◆ **GIVEN ENTRIES**
* * * *
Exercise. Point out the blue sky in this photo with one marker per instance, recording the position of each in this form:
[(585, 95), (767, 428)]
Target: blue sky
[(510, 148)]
* * * *
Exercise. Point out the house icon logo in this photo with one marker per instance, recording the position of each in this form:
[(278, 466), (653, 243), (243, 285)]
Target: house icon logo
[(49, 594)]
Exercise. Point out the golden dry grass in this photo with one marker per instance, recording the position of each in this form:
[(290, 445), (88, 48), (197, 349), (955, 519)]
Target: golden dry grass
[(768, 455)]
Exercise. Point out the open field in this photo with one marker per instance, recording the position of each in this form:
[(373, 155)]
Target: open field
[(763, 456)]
* * * *
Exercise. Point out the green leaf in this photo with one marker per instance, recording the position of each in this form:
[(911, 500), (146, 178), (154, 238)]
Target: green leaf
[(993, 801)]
* * * *
◆ **WHAT YOU SHOULD DO**
Render the data from the line containing "Exercise. Point out the blue" through the line containing "[(510, 148)]" as a JSON list of strings, one string per line, with blank lines omitted.

◆ **OUTPUT OF THE TASK**
[
  "Exercise. Point out the blue sky in this photo with one marker per instance, recording the position of each in this form:",
  "[(585, 95), (767, 428)]",
  "Target: blue sky",
  "[(510, 148)]"
]